Problem requirements> Convert the items from the first one through the line containing "point(227, 234)" into a two-column CSV with the headers instruction and response, one row per item. Put each item's text and its answer in separate quoted fields, replacing line breaks with spaces.

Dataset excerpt
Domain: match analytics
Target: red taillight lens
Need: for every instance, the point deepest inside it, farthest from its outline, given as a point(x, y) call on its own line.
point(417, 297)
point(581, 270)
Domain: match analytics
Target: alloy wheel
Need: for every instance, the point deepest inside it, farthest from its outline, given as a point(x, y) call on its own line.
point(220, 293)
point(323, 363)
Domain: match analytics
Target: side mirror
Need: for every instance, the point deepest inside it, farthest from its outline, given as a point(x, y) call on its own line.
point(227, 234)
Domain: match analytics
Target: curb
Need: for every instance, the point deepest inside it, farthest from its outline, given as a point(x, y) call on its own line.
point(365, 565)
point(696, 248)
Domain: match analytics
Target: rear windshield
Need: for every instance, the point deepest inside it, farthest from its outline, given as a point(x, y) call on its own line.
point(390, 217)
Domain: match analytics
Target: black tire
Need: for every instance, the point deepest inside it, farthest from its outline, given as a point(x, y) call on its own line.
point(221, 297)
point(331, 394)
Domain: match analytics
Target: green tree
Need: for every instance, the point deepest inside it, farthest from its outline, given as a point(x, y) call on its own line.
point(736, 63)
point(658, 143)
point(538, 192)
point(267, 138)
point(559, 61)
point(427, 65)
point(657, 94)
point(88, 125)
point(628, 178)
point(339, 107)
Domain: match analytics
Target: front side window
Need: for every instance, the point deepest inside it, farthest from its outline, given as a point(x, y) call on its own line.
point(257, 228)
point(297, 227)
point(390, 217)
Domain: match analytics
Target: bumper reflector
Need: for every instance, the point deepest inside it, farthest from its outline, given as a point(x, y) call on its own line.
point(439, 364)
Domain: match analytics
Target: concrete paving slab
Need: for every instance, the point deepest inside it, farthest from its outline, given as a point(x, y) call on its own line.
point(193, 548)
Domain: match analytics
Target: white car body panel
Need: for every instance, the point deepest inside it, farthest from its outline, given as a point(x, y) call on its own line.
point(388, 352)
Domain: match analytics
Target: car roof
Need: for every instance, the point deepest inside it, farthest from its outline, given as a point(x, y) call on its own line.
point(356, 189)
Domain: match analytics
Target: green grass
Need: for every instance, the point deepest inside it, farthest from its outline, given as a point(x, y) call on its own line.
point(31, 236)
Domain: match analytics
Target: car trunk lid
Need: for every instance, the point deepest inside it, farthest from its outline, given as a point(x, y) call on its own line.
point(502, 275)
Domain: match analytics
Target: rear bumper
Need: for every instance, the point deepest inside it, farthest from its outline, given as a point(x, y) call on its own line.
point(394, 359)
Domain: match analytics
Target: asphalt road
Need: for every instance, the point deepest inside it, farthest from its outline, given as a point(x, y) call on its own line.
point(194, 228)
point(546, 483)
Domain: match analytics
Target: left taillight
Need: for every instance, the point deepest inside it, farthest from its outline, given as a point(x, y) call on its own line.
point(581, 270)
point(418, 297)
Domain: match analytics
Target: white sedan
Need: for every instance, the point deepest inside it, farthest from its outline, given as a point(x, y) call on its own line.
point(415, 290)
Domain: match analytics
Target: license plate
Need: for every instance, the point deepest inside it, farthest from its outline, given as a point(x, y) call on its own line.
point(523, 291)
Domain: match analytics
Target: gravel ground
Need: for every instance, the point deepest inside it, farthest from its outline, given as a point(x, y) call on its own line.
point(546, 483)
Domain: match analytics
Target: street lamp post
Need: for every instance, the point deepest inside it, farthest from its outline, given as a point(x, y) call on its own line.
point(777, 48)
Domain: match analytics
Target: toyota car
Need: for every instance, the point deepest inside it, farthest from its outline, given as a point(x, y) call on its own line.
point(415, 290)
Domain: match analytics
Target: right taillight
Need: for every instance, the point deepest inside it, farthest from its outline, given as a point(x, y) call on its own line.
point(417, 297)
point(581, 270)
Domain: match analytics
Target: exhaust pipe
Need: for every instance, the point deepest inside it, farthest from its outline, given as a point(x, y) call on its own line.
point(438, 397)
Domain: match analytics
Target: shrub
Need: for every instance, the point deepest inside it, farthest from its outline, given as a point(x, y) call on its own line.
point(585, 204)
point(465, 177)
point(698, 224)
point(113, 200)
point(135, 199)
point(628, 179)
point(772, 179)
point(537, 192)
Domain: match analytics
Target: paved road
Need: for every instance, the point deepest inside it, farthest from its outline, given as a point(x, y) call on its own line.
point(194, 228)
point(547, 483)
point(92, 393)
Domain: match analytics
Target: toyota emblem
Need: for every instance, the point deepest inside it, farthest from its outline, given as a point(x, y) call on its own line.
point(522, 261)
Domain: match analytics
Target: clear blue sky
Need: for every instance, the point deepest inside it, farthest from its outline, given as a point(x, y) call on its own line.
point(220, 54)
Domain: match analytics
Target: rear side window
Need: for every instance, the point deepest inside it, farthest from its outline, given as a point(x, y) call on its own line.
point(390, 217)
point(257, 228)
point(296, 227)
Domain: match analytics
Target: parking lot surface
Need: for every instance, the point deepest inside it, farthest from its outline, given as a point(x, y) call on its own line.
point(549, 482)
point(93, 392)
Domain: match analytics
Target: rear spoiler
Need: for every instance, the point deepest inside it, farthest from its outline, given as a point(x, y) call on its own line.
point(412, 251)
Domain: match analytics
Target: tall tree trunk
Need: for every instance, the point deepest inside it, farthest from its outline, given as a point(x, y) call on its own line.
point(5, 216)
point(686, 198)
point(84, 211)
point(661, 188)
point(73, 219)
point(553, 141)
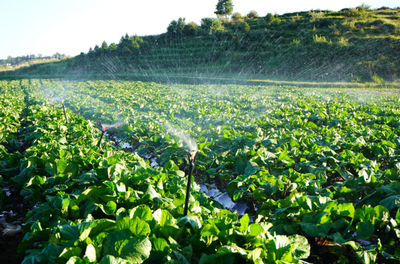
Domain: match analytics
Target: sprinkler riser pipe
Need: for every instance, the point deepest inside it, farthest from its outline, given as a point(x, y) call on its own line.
point(192, 160)
point(65, 113)
point(101, 137)
point(328, 111)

Answer>
instruction,response
"Domain: match analytics Target: red taillight lens Need: for every instance, the point deepest inside it, farthest from its outline, given as a point(x, y) call on its own line.","point(417, 297) point(581, 270)"
"Domain: match analytics Target: alloy wheel Need: for every instance, the point deepest inside it, farthest from its outline, given as a point(x, y) call on its own line.","point(220, 293) point(323, 363)"
"Domain: match analytics Target: side mirror Need: for every instance, the point deepest inside it, farthest from its outline, given as a point(x, y) call on its own line.","point(227, 234)"